▶ [STATED PROBLEM A]
Answer these questions about the news page below:
(i) The aerial image shows the slopes of which mountain?
(ii) In which journal did Carolyn Fish and Nathan Piekielek publish an article?
(iii) How large is Clio Andris's grant, and which foundation awarded it?

▶ [EXCERPTED PASSAGE]
[start]

No Coffee Hour | NYT cites Taylor’s research | Students tour Iceland

IMAGE OF THE WEEK

Terraces

The image shown here is an aerial view of the slopes of Mount Halimun Salak, near Bogor. Higher up the mountain is a forested National Park that provides much of the drinking water for the mega-city of Jakarta. Are you interested in learning more about landscapes and health? Bronwen Powell is accepting student interns to work with her on research projects. Photo by Kate Evens/CIFOR.

GOOD NEWS

Carolyn Fish and Nathan Piekielek just had an article published in the Journal of Maps and Geography Libraries on Targeting Disciplines for GIS Outreach Using Bibliometric Analysis.

Clio Andris has been awarded a $159,000 grant from the Knight Foundation for the project: Census 2.0: A census of connectivity.

[end]

▶ [STATED PROBLEM B] List every line of the entries that contains the word "window".

▶ [Dataset rows]
[start]

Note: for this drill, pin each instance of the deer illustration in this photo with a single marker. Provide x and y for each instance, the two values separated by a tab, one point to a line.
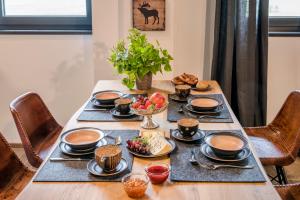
148	12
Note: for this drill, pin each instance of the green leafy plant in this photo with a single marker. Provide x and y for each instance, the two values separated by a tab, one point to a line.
139	58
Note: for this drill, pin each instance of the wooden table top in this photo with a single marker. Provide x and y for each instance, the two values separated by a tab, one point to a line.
169	190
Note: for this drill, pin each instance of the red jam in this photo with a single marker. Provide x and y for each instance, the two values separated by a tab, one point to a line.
157	174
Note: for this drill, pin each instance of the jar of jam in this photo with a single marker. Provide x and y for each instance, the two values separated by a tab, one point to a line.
158	172
135	185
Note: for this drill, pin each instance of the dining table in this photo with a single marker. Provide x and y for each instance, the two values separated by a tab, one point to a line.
170	189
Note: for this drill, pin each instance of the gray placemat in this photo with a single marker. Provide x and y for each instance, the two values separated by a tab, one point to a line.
76	171
183	170
104	115
174	115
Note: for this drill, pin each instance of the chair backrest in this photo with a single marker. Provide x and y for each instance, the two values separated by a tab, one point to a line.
10	165
287	122
32	117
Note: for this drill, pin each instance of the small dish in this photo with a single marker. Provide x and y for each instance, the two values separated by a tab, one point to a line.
209	153
226	143
188	126
202	87
117	114
175	97
108	157
183	90
96	170
158	172
107	97
135	185
177	135
172	143
82	138
66	149
216	111
204	103
123	105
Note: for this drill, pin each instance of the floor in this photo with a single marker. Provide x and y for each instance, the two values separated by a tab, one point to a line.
292	171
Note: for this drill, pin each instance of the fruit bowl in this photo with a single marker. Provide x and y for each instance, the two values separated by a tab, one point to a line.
148	122
148	107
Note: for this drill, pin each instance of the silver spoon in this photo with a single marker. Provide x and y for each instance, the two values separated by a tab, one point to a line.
69	159
194	161
118	140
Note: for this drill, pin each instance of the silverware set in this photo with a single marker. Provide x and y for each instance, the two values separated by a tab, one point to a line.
193	160
117	141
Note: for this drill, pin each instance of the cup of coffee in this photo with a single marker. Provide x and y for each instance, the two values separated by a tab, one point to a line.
123	105
183	90
188	126
108	157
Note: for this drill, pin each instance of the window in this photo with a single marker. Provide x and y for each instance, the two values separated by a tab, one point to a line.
45	16
284	17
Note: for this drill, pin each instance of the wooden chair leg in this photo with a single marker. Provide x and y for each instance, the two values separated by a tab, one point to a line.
281	175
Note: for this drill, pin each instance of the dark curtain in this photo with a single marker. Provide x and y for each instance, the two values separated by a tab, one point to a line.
240	57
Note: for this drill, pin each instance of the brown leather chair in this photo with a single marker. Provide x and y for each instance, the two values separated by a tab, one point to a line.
36	126
289	192
278	143
14	176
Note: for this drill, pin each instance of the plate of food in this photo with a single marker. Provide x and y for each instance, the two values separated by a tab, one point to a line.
150	144
185	79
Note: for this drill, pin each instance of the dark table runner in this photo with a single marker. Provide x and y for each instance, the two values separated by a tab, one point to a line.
183	170
76	171
105	115
174	115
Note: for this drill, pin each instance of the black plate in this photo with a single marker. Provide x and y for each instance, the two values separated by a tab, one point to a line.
208	152
198	136
96	170
66	149
200	109
222	152
154	156
117	114
108	101
202	90
218	110
175	97
99	105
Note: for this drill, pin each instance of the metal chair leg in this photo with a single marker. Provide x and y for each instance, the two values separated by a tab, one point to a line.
281	175
278	175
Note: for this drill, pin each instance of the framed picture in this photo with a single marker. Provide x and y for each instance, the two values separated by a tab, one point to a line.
149	15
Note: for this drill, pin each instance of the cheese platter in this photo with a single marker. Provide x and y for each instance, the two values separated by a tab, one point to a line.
150	144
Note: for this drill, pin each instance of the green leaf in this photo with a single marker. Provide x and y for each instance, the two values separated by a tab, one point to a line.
138	58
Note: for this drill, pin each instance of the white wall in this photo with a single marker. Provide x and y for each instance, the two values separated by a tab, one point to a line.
283	71
64	68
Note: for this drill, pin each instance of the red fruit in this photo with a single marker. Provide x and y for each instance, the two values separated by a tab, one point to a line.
136	105
147	103
158	106
157	98
149	106
142	107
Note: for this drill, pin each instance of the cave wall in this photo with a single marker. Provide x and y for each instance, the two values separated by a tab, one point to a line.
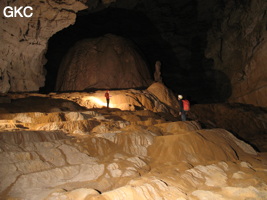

[end]

▶ [WRITTEN REPLY A]
(i) Mount Halimun Salak, near Bogor.
(ii) The Journal of Maps and Geography Libraries.
(iii) $159,000, awarded by the Knight Foundation.

▶ [WRITTEN REPLY B]
Note: for this drill, pin each instance of the window in this photo with a single marker. Provide x and y for each instance, the two values separated by a tab, one point to a line.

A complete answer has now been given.